TASK REQUIREMENTS:
Rewrite the entries below from the line containing "Can you find the dark blue" through the line containing "[[615, 512]]", keeping the requests as they are. In the answers, scale every coordinate by 0.35 and round it to a whole number, with halves rounding up.

Saved data entries:

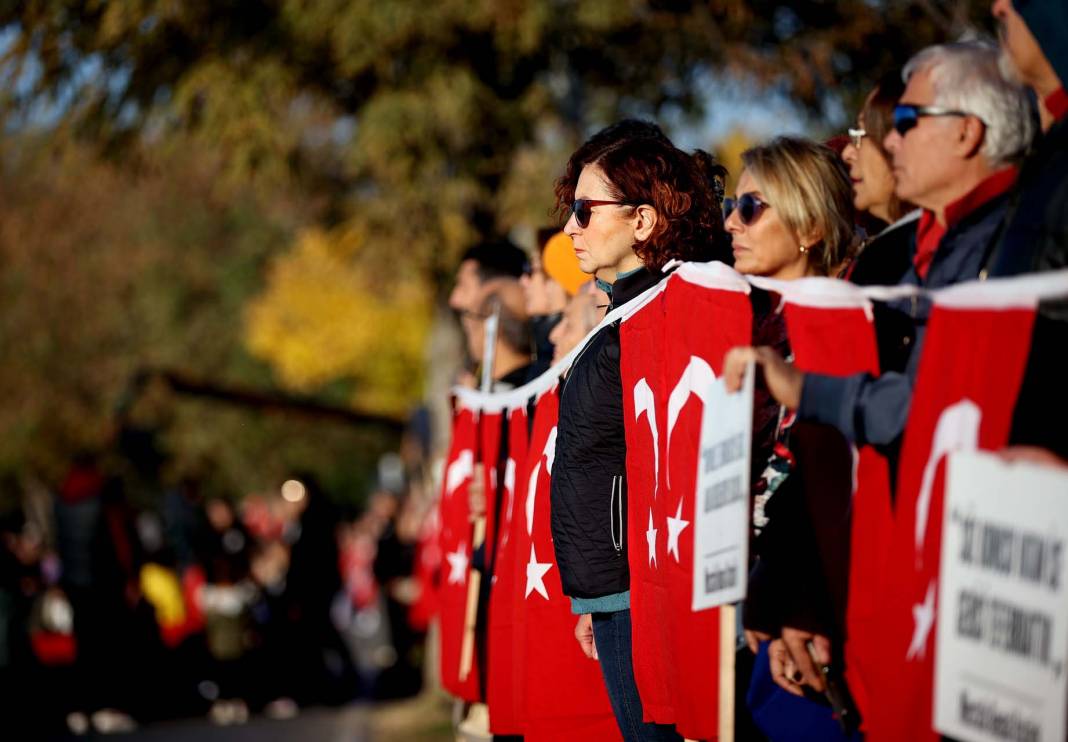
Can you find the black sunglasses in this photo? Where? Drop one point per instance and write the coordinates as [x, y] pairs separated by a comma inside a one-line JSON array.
[[582, 208], [906, 116], [749, 207]]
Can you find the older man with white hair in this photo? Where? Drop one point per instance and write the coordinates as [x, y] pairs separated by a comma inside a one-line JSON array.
[[959, 130]]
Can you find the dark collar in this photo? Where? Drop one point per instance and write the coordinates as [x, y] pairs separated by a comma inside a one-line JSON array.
[[629, 285]]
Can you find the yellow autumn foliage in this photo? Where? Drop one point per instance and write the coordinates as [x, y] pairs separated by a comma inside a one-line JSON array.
[[322, 319]]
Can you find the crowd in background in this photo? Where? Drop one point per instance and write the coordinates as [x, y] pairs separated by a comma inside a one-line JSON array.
[[954, 172], [113, 615]]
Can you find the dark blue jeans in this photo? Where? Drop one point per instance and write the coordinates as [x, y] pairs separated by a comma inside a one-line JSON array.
[[612, 637]]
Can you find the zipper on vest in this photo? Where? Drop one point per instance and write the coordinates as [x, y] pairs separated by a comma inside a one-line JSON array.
[[615, 512]]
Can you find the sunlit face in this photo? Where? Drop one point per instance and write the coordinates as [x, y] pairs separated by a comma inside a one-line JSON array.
[[576, 322], [608, 241], [870, 174], [766, 247], [925, 162]]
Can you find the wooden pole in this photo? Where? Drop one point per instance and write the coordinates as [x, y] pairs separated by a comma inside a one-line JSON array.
[[728, 631], [471, 617]]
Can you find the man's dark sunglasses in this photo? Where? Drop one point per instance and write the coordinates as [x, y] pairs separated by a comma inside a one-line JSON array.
[[582, 208], [749, 207], [906, 116]]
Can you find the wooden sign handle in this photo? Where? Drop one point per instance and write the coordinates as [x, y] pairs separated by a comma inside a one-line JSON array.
[[471, 616]]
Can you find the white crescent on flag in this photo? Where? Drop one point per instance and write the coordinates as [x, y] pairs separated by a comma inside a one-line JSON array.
[[696, 378], [957, 429], [644, 401], [459, 470]]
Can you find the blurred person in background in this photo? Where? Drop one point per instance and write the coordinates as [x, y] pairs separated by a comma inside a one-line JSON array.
[[1034, 50], [584, 310], [226, 600], [96, 550], [552, 279], [891, 222], [319, 669], [635, 202], [485, 268]]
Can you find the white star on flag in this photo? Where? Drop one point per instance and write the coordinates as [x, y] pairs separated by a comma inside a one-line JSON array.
[[457, 565], [535, 575], [923, 615], [675, 526], [650, 537]]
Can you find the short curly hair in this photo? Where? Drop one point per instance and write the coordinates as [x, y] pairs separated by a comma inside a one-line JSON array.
[[643, 167]]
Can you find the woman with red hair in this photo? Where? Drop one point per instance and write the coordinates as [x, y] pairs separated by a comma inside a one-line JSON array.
[[635, 202]]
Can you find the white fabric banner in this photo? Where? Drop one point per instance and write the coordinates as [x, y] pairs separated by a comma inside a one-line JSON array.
[[1002, 649], [721, 509]]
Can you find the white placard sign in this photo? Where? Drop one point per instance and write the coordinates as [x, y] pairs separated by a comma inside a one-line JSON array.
[[1002, 647], [721, 505]]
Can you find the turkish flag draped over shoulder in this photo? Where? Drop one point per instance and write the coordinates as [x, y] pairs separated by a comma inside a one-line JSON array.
[[707, 312], [504, 661], [455, 540], [831, 331], [644, 408], [563, 691], [970, 373]]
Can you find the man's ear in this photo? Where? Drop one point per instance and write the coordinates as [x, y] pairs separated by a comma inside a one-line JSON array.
[[645, 222], [971, 136]]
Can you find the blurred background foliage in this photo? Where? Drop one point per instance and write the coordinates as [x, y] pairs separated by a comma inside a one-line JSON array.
[[273, 193]]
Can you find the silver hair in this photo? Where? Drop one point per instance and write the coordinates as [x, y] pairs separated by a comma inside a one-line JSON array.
[[967, 76]]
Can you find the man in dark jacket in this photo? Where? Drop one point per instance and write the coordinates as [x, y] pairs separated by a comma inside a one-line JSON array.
[[1034, 237], [960, 127]]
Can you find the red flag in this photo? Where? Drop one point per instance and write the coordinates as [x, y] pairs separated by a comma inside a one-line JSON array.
[[831, 331], [456, 555], [427, 570], [707, 312], [644, 407], [968, 381], [563, 692], [489, 430], [504, 665]]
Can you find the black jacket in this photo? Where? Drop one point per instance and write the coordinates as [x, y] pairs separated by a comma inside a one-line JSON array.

ANSWER TO THE EXERCISE:
Can you find the dark blue jeans in this photo? Where? Drop one point per instance and write the coordinates as [x, y] pairs separated by a comma inside a one-line JSON array.
[[214, 223]]
Can you find the zipper on vest in this photo? Where? Drop one point per instance and write the coordinates as [x, y] pairs separated by a comma inside a one-line JSON array.
[[215, 179]]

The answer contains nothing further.